┌─ SELECTED EXTRACT

Lorna Simpson: In The Studio. | Video by Hauser & Wirth
OVER THE PAST FIVE YEARS OR SO, Lorna Simpson has transformed her practice. An accomplished conceptual photographer, she is now a formidable painter, who is newly expressing herself through sculpture. Since the mid-1980s, Brooklyn-based Simpson has challenged conventional notions of gender, identity, history, and memory. She continues to explore the same themes in new mediums.
Her fresh direction is fully realized in her latest exhibition, her first solo show with Hauser & Wirth gallery. The London presentation showcases a new body of work—paintings, photographic collages and sculptures.
Combining silkscreen, acrylic, and collage, Simpson’s large-scale paintings are dominated by plumes of deep blues and charcoals grays. Referencing storm elements and natural phenomena, the images are metaphors for instability and lack of control and the power of perseverance and change. A series of collages made with images sourced from newspaper archives and Ebony and Jet magazines consider female representation, imagining women in absurd juxtapositions with deer heads, flames, and architectural elements. Composed of glass blocks and piles of the vintage magazines, her precariously stacked sculptures comment on ways of looking and seeing, providing varying perspectives, a lens through which to view the past and give context to contemporary culture.

└─
┌─ RAW DATA

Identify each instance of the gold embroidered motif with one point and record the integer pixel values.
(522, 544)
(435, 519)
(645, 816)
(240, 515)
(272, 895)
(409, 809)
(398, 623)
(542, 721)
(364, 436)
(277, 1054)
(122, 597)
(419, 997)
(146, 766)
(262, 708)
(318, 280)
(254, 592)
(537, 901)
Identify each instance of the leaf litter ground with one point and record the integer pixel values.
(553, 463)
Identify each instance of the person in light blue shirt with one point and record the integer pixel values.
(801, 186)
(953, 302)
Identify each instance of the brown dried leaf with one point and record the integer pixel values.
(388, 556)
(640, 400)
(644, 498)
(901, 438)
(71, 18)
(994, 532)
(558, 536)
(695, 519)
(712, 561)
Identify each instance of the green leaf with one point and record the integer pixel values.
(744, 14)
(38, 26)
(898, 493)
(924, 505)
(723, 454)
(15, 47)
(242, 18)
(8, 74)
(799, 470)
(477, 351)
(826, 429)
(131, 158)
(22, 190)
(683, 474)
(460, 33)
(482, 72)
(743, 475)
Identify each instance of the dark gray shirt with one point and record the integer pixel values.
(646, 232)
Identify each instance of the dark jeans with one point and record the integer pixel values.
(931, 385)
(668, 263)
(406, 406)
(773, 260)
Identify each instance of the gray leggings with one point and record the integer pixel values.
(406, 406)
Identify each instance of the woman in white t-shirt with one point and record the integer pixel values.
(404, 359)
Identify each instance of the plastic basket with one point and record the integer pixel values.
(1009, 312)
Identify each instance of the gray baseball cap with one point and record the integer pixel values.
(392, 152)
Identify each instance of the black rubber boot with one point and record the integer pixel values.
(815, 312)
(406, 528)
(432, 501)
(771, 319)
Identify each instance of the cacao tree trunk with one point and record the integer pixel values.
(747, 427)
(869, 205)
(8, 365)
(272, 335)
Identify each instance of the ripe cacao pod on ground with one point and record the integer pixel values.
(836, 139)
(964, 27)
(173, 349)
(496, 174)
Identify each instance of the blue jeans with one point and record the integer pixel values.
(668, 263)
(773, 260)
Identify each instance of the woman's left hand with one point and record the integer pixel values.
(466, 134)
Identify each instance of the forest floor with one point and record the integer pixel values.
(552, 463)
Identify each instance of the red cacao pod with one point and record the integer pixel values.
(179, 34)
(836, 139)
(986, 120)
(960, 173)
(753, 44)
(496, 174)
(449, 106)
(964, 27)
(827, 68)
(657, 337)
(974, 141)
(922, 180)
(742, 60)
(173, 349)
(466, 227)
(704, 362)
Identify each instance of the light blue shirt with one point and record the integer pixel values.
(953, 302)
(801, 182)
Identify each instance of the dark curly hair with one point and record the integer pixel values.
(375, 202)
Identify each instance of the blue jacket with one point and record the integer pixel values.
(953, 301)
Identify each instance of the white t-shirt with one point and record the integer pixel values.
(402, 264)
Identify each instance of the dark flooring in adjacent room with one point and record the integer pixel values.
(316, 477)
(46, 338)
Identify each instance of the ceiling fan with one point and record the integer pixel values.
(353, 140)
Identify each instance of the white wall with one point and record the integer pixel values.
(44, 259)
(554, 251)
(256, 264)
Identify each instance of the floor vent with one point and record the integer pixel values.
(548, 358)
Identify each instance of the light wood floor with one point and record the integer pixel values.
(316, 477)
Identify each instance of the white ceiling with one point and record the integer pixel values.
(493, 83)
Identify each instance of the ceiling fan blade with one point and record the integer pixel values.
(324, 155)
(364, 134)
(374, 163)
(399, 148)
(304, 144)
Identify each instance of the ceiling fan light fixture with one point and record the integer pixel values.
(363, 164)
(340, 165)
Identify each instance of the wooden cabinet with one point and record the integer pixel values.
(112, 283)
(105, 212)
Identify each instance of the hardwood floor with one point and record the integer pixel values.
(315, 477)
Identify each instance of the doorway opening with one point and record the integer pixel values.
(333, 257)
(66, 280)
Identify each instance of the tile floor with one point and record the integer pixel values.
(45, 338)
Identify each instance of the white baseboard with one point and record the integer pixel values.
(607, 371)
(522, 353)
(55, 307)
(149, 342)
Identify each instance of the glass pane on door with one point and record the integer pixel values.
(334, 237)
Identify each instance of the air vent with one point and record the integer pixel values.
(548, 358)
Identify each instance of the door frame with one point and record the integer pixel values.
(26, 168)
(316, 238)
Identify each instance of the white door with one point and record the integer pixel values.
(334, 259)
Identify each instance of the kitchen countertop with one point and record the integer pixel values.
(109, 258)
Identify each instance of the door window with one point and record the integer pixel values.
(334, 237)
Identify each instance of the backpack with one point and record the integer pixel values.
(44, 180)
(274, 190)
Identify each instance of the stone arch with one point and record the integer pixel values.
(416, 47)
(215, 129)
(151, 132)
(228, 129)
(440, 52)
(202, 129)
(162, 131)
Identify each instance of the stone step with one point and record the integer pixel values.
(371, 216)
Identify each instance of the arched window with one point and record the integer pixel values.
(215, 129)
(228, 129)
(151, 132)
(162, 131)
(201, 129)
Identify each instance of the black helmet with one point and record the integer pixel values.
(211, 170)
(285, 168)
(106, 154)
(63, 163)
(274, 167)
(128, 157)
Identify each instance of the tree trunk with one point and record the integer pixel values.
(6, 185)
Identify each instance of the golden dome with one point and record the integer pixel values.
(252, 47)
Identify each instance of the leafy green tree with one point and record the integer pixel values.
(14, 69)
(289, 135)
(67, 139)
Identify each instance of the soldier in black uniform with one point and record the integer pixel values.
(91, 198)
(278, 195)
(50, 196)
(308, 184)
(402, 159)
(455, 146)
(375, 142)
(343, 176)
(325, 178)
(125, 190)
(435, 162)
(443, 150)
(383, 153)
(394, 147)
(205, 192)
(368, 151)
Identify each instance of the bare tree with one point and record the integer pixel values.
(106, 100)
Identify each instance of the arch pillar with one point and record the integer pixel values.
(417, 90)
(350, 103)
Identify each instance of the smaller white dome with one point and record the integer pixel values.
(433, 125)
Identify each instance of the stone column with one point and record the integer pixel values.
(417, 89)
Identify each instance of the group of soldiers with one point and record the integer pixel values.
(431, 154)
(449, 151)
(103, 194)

└─

- OBJECTIVES:
**1.** In one to three sentences, explain what the storm imagery in Simpson's large-scale paintings represents, according to the Lorna Simpson text.
**2.** Answer these questions from the Lorna Simpson text, one per line:
(a) Where is Simpson based?
(b) In which city is her first solo show with Hauser & Wirth presented?
(c) Which two magazines supplied images for her collages?
**3.** Retype the stretch of the Lorna Simpson text from "Combining silkscreen, acrylic, and" through "to contemporary culture.".

- WORKED SOLUTIONS:
**1.** The paintings reference storm elements and natural phenomena, and these images serve as metaphors for instability and lack of control. They also stand for the power of perseverance and change.

**2.**
(a) Brooklyn
(b) London
(c) Ebony and Jet

**3.**
Combining silkscreen, acrylic, and collage, Simpson’s large-scale paintings are dominated by plumes of deep blues and charcoals grays. Referencing storm elements and natural phenomena, the images are metaphors for instability and lack of control and the power of perseverance and change. A series of collages made with images sourced from newspaper archives and Ebony and Jet magazines consider female representation, imagining women in absurd juxtapositions with deer heads, flames, and architectural elements. Composed of glass blocks and piles of the vintage magazines, her precariously stacked sculptures comment on ways of looking and seeing, providing varying perspectives, a lens through which to view the past and give context to contemporary culture.